%%
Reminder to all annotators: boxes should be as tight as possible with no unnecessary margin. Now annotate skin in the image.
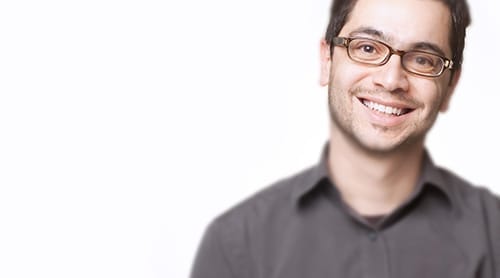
[320,0,460,215]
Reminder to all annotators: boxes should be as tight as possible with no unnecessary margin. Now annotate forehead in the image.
[340,0,451,53]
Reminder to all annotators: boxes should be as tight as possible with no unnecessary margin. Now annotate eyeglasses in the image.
[332,37,453,77]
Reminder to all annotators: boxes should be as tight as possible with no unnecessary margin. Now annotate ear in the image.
[319,39,332,86]
[439,69,462,112]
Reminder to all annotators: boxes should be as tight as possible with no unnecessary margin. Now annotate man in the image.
[191,0,500,278]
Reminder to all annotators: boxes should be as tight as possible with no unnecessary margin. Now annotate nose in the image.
[372,55,409,92]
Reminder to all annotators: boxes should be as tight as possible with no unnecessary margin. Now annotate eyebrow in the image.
[349,26,446,57]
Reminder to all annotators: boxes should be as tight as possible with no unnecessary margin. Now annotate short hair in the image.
[325,0,471,70]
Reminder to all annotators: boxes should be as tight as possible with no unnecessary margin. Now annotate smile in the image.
[361,99,411,116]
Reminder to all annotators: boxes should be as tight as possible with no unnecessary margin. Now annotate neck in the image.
%%
Quote the lines of the material starting at the one containing "eyebrow in the image." and ending at the one containing "[361,99,411,116]", including both of those lines, and reproduce them precisely.

Reminder to all annotators: boxes should be as tight as possible with no unnecessary margin. Now annotate eyebrow in the image.
[349,26,446,57]
Reminder to all annotators: boxes should be as tight as possible with no unnecessary margin. Now annotate short hair in the image.
[325,0,471,70]
Reminder to all annotators: boxes should be as tight as possible with no unnecessary margin. Now annotate smile in the image.
[361,99,411,116]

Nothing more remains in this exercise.